* _Consigne a_
Indiquez uniquement le nombre de lignes des enregistrements qui contiennent la chaîne « twig », en respectant la casse.

* _Texte fourni_
^^^^^^^^

Jean-Paul BESSON, Premier Président de chambre
M. Jean-Christophe CHAZALETTE, Président
Mme Patricia LEFEVRE, conseillère
qui en ont délibéré, un rapport a été présenté à l’audience par Monsieur Jean-Paul BESSON dans les conditions prévues par les articles 804, 805 et 905 du code de procédure civile.
Greffier, lors des débats : Mme Cécilie MARTEL
ARRET :
– CONTRADICTOIRE
– par mise à disposition de l’arrêt au greffe de la Cour, les parties en ayant été préalablement avisées dans les conditions prévues au deuxième alinéa de l’article 450 du code de procédure civile.
– signé par Jean-Paul BESSON, Premier Président de chambre et par Olivier POIX, Greffier, présent lors de la mise à disposition.
******
La SASU Futurs IO et la SCIC Turbo Céréal France sont des sociétés spécialisées dans le domaine de l’agriculture et le négoce de céréales qui ont pour volonté de se digitaliser à travers un site web et une application mobile d’investissement agricole. Elles se sont rapprochées de la SASU Coinkafe, exerçant sous la dénomination ‘ KRL Kant Research Lab », qui se décrit comme un éditeur de logiciels applicatifs, afin de développer un site internet ainsi qu’une application d’investissement agricole. Les sociétés Futurs IO et Turbo Céréal France ont à ce titre versé à la société Coinkafe une somme totale, depuis 2020, de 206.000 euros, auxquels s’ajoutent 6.000 euros par mois de maintenance.
La société Coinkafe a sollicité par la suite le paiement de quatre factures à hauteur de 87.000 euros, qui lui a été refusé. Une demande d’injonction de payer a été présentée mais a été rejetée au motif de la nécessité d’un débat contradictoire.

^^^^^^^^

* _Données extraites_

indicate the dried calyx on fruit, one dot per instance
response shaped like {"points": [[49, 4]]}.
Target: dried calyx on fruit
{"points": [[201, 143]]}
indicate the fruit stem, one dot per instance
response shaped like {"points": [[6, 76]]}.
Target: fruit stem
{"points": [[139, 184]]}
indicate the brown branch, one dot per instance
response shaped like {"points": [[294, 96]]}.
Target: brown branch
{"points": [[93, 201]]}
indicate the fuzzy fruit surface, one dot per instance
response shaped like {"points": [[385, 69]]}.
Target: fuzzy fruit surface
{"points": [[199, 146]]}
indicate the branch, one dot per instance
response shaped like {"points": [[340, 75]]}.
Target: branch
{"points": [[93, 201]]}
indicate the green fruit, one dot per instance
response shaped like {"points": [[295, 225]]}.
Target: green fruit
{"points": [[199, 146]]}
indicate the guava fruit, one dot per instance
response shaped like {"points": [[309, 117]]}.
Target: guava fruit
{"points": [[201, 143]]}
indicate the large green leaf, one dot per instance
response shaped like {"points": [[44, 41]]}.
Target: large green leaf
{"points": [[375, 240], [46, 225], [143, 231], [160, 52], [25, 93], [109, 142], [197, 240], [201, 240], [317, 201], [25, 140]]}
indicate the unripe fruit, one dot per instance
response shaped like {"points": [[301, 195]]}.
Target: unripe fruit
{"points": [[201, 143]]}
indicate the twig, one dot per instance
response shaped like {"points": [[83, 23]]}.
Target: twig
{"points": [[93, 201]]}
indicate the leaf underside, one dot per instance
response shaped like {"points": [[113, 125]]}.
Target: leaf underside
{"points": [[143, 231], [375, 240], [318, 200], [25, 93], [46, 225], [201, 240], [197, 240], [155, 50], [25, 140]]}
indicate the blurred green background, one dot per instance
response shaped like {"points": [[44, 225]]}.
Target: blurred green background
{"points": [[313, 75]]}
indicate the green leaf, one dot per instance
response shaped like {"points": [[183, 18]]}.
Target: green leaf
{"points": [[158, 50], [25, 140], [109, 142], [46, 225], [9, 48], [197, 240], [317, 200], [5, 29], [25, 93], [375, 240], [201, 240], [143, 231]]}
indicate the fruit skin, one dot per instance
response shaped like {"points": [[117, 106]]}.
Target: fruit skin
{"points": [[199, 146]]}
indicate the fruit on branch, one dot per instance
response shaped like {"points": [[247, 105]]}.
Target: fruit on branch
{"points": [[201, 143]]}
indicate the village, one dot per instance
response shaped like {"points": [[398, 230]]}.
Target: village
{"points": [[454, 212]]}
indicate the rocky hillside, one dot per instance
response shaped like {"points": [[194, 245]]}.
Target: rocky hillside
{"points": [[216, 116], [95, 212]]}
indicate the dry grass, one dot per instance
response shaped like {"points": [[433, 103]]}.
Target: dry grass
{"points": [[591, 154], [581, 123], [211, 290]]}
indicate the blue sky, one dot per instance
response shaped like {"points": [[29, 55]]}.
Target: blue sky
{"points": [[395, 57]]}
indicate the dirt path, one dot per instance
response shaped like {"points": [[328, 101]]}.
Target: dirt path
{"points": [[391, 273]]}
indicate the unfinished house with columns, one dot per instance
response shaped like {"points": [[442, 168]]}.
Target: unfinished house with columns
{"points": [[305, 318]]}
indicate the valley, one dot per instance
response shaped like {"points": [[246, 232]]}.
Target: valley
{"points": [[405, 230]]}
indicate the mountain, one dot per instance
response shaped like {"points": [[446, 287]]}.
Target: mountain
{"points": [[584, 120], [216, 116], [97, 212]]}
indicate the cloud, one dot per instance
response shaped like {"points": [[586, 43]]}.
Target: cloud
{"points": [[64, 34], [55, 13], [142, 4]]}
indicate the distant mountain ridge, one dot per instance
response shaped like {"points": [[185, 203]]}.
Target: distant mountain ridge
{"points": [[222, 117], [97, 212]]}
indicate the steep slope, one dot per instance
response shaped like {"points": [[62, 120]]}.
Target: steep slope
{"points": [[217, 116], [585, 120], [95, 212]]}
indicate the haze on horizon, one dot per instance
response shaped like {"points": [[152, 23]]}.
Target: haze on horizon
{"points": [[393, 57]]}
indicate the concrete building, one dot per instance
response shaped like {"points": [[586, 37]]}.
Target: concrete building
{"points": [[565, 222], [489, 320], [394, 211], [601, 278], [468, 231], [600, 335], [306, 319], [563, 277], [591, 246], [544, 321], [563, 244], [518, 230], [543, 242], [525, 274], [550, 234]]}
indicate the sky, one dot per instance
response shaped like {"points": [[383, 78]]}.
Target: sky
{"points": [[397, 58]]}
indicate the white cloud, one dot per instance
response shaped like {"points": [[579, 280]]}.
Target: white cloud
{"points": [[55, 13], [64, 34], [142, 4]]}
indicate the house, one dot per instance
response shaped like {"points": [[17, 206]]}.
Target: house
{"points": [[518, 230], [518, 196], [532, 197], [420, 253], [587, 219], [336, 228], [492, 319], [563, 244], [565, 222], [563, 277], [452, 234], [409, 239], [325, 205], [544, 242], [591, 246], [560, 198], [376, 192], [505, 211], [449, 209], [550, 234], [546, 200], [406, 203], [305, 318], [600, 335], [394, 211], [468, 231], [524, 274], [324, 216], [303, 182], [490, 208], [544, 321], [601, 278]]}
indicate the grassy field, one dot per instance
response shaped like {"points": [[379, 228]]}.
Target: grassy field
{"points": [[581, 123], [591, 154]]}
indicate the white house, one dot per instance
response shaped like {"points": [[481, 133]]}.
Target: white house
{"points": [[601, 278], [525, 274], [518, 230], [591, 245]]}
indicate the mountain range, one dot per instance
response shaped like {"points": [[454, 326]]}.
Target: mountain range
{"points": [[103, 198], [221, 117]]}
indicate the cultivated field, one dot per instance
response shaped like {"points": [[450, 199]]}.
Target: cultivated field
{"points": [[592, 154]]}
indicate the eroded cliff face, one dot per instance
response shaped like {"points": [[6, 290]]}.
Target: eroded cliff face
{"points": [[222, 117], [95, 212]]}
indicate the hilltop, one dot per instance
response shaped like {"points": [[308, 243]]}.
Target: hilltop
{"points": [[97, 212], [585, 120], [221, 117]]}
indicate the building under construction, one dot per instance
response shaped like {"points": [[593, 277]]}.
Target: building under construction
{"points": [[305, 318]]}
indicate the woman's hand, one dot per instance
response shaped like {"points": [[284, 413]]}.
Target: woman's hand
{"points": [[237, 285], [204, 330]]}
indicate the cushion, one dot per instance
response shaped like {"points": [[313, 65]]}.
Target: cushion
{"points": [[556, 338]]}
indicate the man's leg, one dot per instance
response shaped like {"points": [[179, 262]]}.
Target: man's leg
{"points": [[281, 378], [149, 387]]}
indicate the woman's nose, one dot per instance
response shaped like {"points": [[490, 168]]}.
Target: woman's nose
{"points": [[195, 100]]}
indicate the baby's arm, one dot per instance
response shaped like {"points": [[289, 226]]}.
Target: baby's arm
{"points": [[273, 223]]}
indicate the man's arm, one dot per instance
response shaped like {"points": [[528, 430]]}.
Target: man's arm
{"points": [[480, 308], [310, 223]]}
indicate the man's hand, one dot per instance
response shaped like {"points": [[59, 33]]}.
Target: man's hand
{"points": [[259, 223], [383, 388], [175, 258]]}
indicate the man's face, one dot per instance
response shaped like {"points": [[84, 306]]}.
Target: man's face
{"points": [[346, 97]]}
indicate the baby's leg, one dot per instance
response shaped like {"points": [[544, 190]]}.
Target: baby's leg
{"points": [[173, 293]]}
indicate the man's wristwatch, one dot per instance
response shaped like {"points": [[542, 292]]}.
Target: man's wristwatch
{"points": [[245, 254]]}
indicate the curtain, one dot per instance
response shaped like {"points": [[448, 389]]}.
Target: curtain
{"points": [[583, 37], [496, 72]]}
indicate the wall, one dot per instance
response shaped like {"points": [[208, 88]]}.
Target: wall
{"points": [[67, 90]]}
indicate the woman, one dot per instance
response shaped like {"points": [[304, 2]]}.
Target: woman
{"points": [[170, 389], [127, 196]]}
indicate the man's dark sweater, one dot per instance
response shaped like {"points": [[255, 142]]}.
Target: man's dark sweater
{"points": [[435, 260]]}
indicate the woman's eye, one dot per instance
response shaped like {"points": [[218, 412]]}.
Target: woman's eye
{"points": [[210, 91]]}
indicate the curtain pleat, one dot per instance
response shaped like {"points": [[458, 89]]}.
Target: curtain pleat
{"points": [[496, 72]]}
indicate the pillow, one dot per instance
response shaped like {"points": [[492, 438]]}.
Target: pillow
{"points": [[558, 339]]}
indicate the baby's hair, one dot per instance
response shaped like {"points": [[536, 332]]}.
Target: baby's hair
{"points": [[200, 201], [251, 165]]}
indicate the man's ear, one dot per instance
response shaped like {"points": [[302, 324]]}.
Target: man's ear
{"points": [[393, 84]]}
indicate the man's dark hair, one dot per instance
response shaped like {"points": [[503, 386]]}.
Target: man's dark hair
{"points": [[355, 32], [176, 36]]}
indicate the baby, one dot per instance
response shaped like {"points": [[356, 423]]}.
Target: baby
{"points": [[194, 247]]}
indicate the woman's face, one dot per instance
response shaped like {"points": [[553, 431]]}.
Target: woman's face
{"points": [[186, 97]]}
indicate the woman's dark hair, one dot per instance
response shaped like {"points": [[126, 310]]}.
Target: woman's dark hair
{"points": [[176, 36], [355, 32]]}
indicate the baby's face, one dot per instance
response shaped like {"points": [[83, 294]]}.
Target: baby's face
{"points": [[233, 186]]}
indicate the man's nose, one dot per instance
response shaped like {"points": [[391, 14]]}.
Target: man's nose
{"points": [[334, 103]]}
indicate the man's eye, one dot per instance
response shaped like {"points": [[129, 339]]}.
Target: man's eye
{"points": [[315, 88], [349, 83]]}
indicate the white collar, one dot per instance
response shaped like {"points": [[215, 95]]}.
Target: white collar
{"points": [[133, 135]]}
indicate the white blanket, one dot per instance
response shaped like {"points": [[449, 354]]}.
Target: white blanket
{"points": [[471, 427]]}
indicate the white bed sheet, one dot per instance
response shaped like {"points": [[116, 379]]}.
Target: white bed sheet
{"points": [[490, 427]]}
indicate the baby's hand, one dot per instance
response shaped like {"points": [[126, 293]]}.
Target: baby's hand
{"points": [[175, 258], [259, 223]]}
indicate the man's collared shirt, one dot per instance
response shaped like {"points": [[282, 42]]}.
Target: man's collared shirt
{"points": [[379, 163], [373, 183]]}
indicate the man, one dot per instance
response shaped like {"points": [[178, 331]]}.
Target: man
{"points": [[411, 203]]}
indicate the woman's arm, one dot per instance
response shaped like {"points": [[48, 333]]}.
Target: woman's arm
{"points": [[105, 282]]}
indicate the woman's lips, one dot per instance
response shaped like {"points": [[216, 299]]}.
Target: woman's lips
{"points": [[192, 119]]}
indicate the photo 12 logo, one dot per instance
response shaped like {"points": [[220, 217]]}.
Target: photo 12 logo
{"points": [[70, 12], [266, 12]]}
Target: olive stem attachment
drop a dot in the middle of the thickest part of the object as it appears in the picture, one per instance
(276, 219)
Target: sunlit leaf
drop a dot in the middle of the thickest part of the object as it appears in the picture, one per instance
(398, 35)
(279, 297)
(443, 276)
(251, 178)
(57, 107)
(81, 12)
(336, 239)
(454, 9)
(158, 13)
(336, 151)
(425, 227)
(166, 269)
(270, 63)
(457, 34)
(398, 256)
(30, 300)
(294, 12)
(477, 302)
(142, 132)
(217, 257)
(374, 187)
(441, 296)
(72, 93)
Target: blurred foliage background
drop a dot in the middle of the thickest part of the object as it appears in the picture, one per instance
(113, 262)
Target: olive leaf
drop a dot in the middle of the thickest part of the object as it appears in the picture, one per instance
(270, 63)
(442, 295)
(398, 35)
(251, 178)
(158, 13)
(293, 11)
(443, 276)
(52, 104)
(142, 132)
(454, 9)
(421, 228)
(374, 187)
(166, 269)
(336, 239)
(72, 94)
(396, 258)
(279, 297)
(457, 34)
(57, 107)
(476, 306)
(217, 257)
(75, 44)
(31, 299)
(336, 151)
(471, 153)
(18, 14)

^^^^^^^^

* _Consigne b_
D'après le texte fourni, à quel montant s'élevaient les quatre factures dont la société Coinkafe a sollicité le paiement ?

* _Réponse a_
2

* _Réponse b_
87.000 euros.